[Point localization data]

_____

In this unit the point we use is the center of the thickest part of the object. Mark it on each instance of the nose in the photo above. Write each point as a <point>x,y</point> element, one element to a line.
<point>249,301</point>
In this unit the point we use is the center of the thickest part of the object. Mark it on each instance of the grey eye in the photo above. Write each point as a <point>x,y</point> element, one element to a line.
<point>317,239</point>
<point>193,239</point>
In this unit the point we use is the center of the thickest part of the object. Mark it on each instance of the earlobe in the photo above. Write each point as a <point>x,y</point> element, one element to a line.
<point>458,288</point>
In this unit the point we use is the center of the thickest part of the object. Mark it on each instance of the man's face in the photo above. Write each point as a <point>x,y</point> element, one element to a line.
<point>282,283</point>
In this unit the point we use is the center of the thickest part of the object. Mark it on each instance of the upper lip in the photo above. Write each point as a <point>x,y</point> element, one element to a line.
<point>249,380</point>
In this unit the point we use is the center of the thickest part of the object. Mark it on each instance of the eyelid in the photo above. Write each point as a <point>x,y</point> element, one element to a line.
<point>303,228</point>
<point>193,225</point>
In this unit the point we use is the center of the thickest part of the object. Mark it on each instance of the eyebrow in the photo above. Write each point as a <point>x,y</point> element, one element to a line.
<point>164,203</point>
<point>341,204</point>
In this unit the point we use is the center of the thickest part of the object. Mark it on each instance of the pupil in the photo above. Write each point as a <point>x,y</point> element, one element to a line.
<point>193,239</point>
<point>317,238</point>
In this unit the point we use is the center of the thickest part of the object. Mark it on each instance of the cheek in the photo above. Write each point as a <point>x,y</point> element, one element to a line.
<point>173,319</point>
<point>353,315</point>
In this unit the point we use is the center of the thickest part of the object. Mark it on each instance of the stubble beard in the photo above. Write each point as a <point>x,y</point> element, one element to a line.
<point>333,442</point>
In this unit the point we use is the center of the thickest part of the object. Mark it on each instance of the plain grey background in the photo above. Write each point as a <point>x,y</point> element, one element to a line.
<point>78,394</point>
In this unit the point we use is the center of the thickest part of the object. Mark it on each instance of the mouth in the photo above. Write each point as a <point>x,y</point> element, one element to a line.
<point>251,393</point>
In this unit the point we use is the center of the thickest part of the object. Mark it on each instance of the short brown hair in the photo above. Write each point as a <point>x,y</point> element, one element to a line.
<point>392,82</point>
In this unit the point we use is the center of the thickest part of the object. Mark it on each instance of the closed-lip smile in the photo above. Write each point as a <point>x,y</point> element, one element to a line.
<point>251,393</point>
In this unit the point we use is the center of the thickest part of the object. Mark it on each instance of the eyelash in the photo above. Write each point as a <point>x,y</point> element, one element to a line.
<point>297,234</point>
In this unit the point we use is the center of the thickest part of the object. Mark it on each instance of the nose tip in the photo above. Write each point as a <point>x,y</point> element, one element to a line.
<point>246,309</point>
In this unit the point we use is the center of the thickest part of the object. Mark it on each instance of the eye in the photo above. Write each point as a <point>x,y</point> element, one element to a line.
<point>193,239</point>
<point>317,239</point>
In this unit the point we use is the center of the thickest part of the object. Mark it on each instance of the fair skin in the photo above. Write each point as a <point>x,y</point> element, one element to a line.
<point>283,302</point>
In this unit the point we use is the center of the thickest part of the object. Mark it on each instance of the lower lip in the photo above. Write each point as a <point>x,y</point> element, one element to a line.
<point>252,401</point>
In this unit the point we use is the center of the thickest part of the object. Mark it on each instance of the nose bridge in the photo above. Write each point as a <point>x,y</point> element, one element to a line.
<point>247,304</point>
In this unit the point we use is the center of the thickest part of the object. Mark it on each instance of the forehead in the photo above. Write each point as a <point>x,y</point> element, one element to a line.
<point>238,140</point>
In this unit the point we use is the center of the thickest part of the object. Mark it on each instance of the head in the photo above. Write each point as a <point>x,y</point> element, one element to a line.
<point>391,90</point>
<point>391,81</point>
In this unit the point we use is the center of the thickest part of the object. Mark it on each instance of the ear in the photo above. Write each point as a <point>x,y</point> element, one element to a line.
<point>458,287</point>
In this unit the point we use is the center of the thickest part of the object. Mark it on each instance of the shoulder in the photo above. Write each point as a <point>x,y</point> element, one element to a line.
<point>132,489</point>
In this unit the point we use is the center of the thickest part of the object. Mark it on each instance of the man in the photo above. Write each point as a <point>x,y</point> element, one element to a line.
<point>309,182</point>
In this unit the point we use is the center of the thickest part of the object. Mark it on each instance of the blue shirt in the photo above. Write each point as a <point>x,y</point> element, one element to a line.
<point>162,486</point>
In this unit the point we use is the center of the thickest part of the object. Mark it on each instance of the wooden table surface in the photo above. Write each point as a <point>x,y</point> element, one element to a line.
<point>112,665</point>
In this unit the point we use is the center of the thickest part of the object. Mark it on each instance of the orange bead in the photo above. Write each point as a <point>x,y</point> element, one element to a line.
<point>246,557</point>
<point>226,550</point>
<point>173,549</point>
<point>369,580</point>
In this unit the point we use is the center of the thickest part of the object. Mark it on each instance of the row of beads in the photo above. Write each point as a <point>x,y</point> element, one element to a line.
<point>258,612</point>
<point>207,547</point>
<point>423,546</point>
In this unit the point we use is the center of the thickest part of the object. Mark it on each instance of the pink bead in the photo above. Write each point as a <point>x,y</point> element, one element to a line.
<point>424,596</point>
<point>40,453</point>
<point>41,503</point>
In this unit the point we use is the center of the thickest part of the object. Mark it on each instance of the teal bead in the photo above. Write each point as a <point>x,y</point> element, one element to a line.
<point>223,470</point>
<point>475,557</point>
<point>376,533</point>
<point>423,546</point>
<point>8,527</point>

_____

WORK INSTRUCTION => Could you transcribe all of the entries exactly, leaving nothing out?

YOUR RESPONSE =>
In this unit the point we use is the center of the thickest part of the object. Mark it on each instance of the nose in the photo above. Write each point as a <point>x,y</point> element, one element to a line.
<point>249,301</point>
In this unit the point we use is the center of the thickest part of the object. Mark it on each instance of the grey eye in the photo above. Write each point as a <point>x,y</point> element, one element to a line.
<point>317,239</point>
<point>193,239</point>
In this unit the point we use is the center of the thickest part of the object. Mark it on each instance of the earlobe in the photo above. Write each point as a <point>x,y</point> element, one element to a line.
<point>458,288</point>
In this unit the point we use is the center of the thickest part of the object. Mark it on each instance of the man's face in the photo above. Write each point as a <point>x,y</point> element, one element to a line.
<point>282,283</point>
In this unit the point we use is the center of the thickest part of the object. Mark it on each instance of the upper lip in the photo above. Write each point as a <point>x,y</point> element, one element to a line.
<point>249,380</point>
In this unit the point we use is the center of the thickest part of the object. Mark it on each instance of the eyelid in the photo above. Write each point as a <point>x,y</point> element, one element to a line.
<point>303,228</point>
<point>193,225</point>
In this unit the point we use is the center of the thickest part of the object. Mark it on each instance of the eyebrow in the photo above. Write each point as a <point>x,y</point> element, one element to a line.
<point>164,203</point>
<point>341,204</point>
In this unit the point we use is the center of the thickest part of the object. Mark it on each instance of the pupil in the photo above. Write each point as a <point>x,y</point> element, one element to a line.
<point>193,239</point>
<point>317,238</point>
In this unit the point we use is the center of the thickest part of the object. Mark it on each instance of the cheek in the photo above. Write each point as a <point>x,y</point> element, one element to a line.
<point>173,319</point>
<point>353,315</point>
In this unit the point we use is the center of the thickest part of the object. Mark it on each instance of the stubble beard in the photo above. Write each point as a <point>x,y</point> element, one element to a line.
<point>333,442</point>
In this unit the point we use is the center of the thickest part of the object. Mark it on each instance of the plain grey background in the photo above. Write each point as a <point>x,y</point> element, one element to a line.
<point>78,394</point>
In this unit the point we use is the center of the thickest part of the object. Mark it on each instance of the mouth in the photo above. Write each point as a <point>x,y</point> element, one element to a line.
<point>251,393</point>
In this unit the point we use is the center of the thickest part of the object. Mark it on each instance of the short brown hair in the photo above. Write each point as a <point>x,y</point> element, one element to a line.
<point>392,82</point>
In this unit the point we use is the center of the thickest part of the object. Mark it on each instance of the closed-lip smile in the photo above. Write each point as a <point>x,y</point> element, one element to a line.
<point>251,393</point>
In this unit the point we use is the center of the thickest part of the object. Mark it on each instance of the eyelash in the photo above. Write each point as a <point>x,y</point> element, one element to a line.
<point>297,234</point>
In this unit the point we use is the center of the thickest part of the object. Mark it on each instance of the nose tip in the photo above. Write each point as a <point>x,y</point> element, one element to a line.
<point>246,309</point>
In this unit the point we use is the center of the thickest part of the object. Mark it on each instance of the eye in the photo above. Write each point as a <point>x,y</point> element, one element to a line.
<point>193,239</point>
<point>317,239</point>
In this unit the point we use is the center of the thickest part of the object. Mark it on each instance of the fair skin in the photo above. Write each point as a <point>x,y</point> element, one element to a line.
<point>283,302</point>
In this unit the point we use is the center of the thickest part of the object. Mark it on each instance of the lower lip in the photo above. Write each point as a <point>x,y</point> element, one element to a line.
<point>252,401</point>
In this unit the point we use is the center of the thickest part of the object. Mark it on each instance of the nose bridge in the photo above. Write each point as a <point>x,y</point> element, one element to a line.
<point>247,304</point>
In this unit the point we use is the center of the thickest part of the object. Mark it on each instance of the forehead in the photo above. Write each point as a <point>x,y</point> element, one element to a line.
<point>238,140</point>
In this unit the point we use is the center of the thickest part of the object. Mark it on each instance of the head in the photo above. Write each point as a <point>x,y</point> element, one element to a line.
<point>391,90</point>
<point>391,81</point>
In this unit the point we use is the center of the thickest part of the object. Mark it on each instance of the ear in the photo above. Write each point as a <point>x,y</point> element, one element to a line.
<point>458,287</point>
In this unit the point we use is the center of the thickest part of the object. Mark it on each instance of the shoulder in the photo above. Write each point as a <point>x,y</point> element, one element to a line.
<point>132,489</point>
In this unit the point we use is the center of the thickest part of the object. Mark it on each instance of the man in the photo above. Write each point as a <point>x,y</point> element, one element to a line.
<point>309,182</point>
In this unit the point we use is the center of the thickest part of the object. Mark it on each instance of the blue shirt in the photo above. Write each point as a <point>x,y</point> element, one element to a line.
<point>162,486</point>
In this unit the point we use is the center of the thickest part of the object. Mark it on each instance of the wooden table surface in the photo above. Write each point as a <point>x,y</point> element, one element to a line.
<point>112,665</point>
In this unit the point we use is the center of the thickest part of the object. Mark it on each instance of the orange bead in the photo above. Write each point as a <point>x,y</point> element, one element to a line.
<point>246,557</point>
<point>226,550</point>
<point>173,549</point>
<point>369,580</point>
In this unit the point we use is the center of the thickest part of the object. Mark it on each instance of the row of beads in the photo above. Write each point as a <point>x,y</point> element, one element to a line.
<point>258,612</point>
<point>207,547</point>
<point>423,546</point>
In this unit the point we use is the center of the thickest part of the object. Mark it on each instance of the pink bead in the photo above. Write each point as a <point>x,y</point> element, one element to a line.
<point>424,596</point>
<point>40,453</point>
<point>41,503</point>
In this unit the point we use is the center of the thickest part of the object. Mark it on each instance of the teal bead in the photo above. Write each point as a <point>x,y</point> element, one element to a line.
<point>223,470</point>
<point>475,557</point>
<point>376,533</point>
<point>423,546</point>
<point>8,527</point>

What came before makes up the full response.